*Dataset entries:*

◆ ◆ ◆ ◆

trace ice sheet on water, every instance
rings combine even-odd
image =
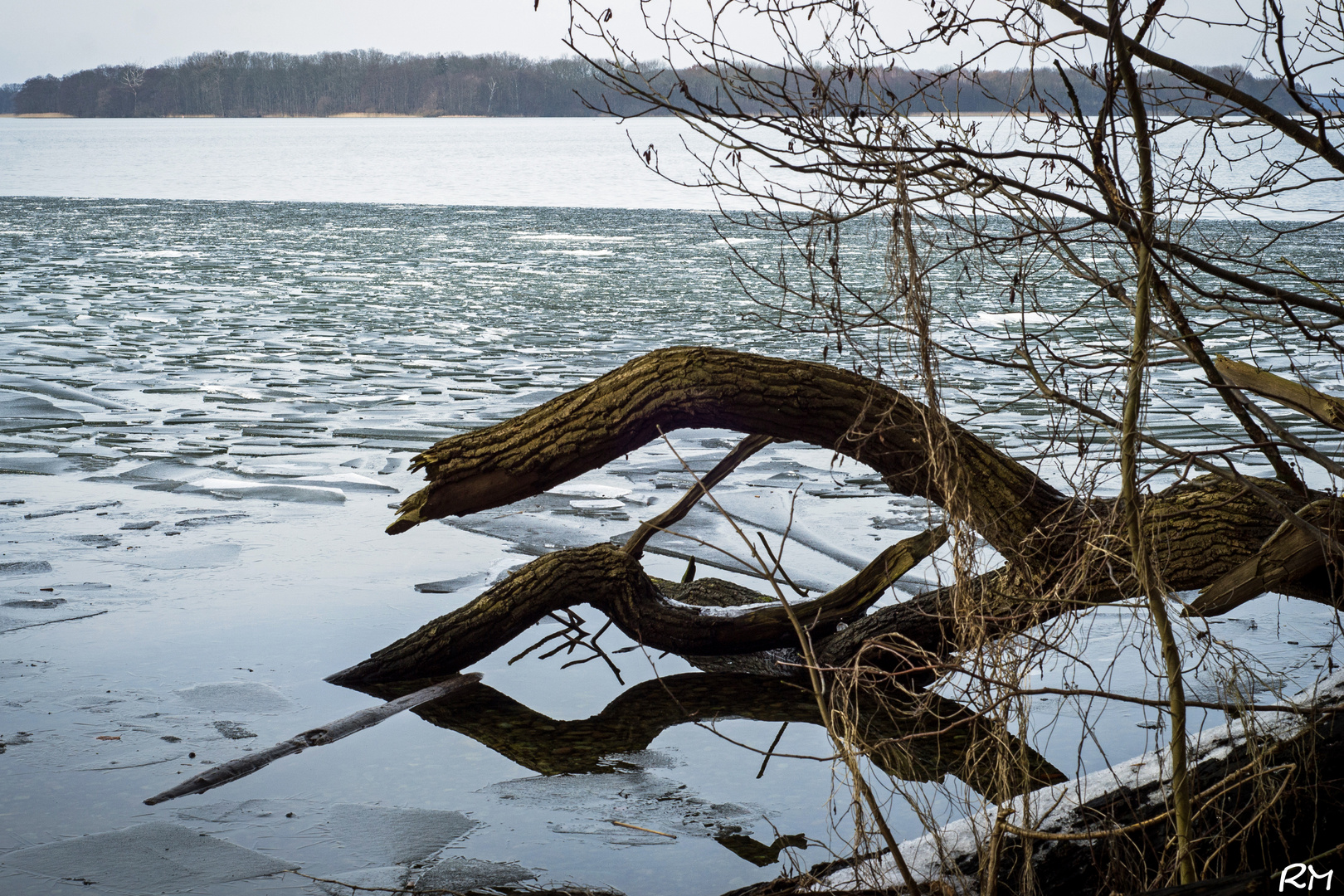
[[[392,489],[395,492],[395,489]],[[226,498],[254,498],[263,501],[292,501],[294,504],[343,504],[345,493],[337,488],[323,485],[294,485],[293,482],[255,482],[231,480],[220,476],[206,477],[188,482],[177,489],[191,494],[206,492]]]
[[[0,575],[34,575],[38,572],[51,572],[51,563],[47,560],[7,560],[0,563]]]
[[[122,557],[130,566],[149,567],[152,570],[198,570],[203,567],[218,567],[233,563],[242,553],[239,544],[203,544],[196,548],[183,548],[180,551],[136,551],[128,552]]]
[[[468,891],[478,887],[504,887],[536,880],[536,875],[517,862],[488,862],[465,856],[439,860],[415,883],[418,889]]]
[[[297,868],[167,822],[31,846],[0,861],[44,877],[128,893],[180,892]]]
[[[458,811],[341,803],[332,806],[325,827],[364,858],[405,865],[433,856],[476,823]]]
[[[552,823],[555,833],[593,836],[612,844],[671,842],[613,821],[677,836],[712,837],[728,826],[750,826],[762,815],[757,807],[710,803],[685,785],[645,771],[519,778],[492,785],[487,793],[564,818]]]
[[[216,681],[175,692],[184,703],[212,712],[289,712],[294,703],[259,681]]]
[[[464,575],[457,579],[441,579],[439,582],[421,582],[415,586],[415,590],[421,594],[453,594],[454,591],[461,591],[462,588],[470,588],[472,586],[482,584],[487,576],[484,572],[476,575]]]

◆ ◆ ◆ ◆

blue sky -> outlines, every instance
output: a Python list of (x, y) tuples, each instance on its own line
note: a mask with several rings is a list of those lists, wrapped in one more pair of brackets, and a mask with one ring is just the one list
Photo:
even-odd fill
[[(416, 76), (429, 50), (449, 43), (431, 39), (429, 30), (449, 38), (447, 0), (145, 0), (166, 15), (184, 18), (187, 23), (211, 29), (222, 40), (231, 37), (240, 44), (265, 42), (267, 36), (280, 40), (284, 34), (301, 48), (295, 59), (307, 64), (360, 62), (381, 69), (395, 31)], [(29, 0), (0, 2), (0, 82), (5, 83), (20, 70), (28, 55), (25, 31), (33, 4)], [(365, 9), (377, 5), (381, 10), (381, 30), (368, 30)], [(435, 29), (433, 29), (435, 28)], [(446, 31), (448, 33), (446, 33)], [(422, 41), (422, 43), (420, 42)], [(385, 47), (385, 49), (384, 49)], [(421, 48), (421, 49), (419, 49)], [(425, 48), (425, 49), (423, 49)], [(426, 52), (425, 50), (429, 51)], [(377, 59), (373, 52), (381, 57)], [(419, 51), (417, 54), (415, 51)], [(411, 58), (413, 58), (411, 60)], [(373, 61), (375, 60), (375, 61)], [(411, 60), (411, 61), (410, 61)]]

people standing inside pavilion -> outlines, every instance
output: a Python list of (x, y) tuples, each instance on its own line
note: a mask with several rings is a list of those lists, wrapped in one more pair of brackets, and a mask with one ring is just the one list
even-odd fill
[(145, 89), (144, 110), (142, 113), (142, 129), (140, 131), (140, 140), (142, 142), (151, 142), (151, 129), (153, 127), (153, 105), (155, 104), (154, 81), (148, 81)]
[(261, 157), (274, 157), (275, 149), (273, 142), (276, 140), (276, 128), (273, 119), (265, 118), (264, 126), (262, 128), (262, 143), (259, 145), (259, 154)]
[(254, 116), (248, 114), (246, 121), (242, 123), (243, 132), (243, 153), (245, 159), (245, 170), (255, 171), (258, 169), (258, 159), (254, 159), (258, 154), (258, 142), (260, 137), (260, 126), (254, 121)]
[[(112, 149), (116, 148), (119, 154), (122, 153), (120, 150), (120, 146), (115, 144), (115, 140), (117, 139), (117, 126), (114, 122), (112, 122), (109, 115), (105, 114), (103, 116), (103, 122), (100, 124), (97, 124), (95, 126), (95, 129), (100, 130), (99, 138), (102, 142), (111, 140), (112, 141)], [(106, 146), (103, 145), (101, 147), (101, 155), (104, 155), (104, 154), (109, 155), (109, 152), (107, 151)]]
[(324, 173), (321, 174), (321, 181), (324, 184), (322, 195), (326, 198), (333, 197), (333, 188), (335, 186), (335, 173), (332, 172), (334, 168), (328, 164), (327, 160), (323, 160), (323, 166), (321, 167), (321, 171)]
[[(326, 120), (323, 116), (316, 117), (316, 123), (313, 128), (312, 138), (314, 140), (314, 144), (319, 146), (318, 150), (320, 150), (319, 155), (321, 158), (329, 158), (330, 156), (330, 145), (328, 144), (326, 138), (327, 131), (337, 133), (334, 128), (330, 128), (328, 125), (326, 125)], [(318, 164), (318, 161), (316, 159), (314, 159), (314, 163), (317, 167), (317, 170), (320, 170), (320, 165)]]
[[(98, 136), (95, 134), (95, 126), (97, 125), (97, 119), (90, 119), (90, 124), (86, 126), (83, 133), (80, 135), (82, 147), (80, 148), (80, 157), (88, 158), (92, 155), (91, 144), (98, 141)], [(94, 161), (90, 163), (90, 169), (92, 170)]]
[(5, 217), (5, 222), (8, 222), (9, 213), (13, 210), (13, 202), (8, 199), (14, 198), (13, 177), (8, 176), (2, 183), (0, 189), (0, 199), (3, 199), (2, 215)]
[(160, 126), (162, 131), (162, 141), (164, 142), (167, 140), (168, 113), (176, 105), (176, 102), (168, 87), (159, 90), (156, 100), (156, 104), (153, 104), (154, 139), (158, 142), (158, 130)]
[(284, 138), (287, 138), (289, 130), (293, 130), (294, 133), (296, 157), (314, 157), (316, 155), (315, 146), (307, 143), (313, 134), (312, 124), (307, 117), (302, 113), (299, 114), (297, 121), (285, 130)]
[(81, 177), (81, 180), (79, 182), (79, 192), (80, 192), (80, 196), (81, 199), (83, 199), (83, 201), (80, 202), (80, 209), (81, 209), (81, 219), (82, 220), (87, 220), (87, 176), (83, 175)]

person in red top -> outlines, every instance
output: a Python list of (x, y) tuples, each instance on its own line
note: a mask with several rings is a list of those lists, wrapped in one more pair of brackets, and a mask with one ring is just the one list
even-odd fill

◆ ◆ ◆ ◆

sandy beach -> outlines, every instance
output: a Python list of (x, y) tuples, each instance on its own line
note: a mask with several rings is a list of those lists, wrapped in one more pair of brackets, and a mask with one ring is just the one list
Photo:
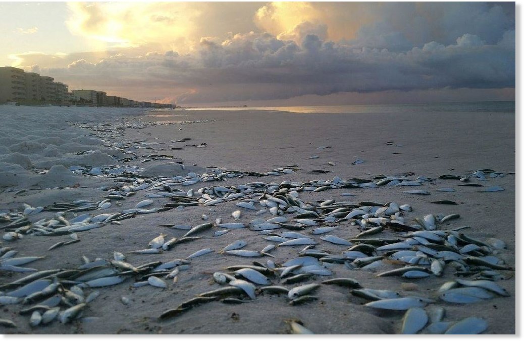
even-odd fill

◆ ◆ ◆ ◆

*Brief:* Locate every line in the data above that contains the string "outlines", and copy each of those lines. Case counts.

*Exercise output:*
blue sky -> outlines, every instance
people standing inside pavilion -> outlines, every instance
person in red top -> outlines, every instance
sandy beach -> outlines, every instance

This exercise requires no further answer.